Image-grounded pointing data
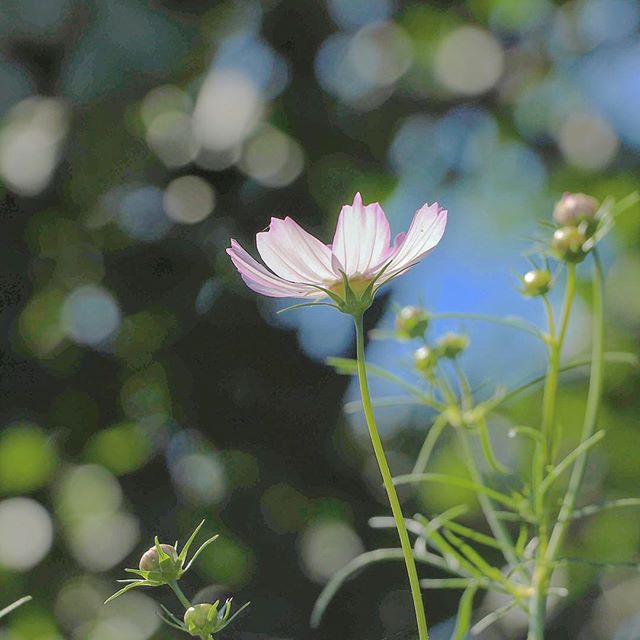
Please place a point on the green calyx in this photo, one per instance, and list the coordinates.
(162, 564)
(203, 620)
(451, 345)
(536, 282)
(411, 323)
(569, 244)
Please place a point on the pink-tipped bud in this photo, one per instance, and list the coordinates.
(575, 208)
(568, 244)
(150, 560)
(425, 359)
(411, 323)
(536, 282)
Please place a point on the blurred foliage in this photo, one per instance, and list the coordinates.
(143, 388)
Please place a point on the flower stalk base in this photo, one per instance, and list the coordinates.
(405, 543)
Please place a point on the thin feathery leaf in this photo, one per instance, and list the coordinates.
(205, 544)
(14, 605)
(307, 304)
(446, 583)
(349, 366)
(487, 448)
(592, 509)
(443, 478)
(238, 612)
(179, 627)
(465, 611)
(171, 616)
(611, 357)
(433, 435)
(472, 534)
(131, 585)
(182, 556)
(355, 406)
(509, 321)
(494, 616)
(370, 557)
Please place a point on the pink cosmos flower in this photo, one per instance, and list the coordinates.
(361, 257)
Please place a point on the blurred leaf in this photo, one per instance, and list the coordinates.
(27, 458)
(122, 448)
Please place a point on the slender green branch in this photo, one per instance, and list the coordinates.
(184, 601)
(594, 399)
(497, 527)
(548, 548)
(396, 509)
(438, 426)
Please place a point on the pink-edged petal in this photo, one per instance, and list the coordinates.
(264, 282)
(295, 255)
(425, 231)
(362, 237)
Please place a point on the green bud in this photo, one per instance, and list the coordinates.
(203, 620)
(425, 359)
(411, 322)
(196, 619)
(568, 244)
(575, 208)
(451, 345)
(536, 282)
(161, 569)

DESCRIPTION OF THE TASK: Print, word for word, every entry shown above; the pictures stay out.

RESPONSE:
Please place a point on the green calyx in this photo, one per instance, and list the coordinates.
(162, 564)
(203, 620)
(451, 345)
(536, 282)
(411, 323)
(569, 244)
Please place a point on the pink-tipped bud in this photo, one per instance, and list the coordinates.
(575, 208)
(568, 244)
(150, 560)
(425, 359)
(411, 323)
(536, 282)
Please place a point on the blurred foliage in this photo, one per instance, and list the coordinates.
(143, 388)
Please place a point on the flower stalk base in this photo, one per instance, and list the coordinates.
(405, 543)
Please place a point on the thin feathery leaf in this photo, one per instance, and list the coordinates.
(205, 544)
(14, 605)
(307, 304)
(446, 583)
(349, 366)
(487, 448)
(592, 509)
(443, 478)
(238, 612)
(179, 627)
(465, 611)
(171, 616)
(611, 357)
(433, 435)
(472, 534)
(131, 585)
(182, 556)
(355, 406)
(509, 321)
(494, 616)
(370, 557)
Please place a point on the pink cosmos flower in this photo, one per instance, and list the coordinates.
(361, 257)
Please place a point on the blurred leaf in this photo, one per instance, and list the coordinates.
(27, 458)
(122, 448)
Please place a point on the slender green branch in this photo, one per instance, and list the coordinates.
(184, 601)
(594, 399)
(497, 527)
(548, 548)
(396, 509)
(438, 426)
Please place a point on the pink-edged petal in this photo, one per instance, and list the coordinates.
(264, 282)
(295, 255)
(425, 231)
(362, 237)
Please place a point on the green bud in this photo, one per instance, and list the coordinates.
(203, 620)
(425, 359)
(411, 322)
(196, 619)
(568, 244)
(575, 208)
(451, 345)
(536, 282)
(161, 569)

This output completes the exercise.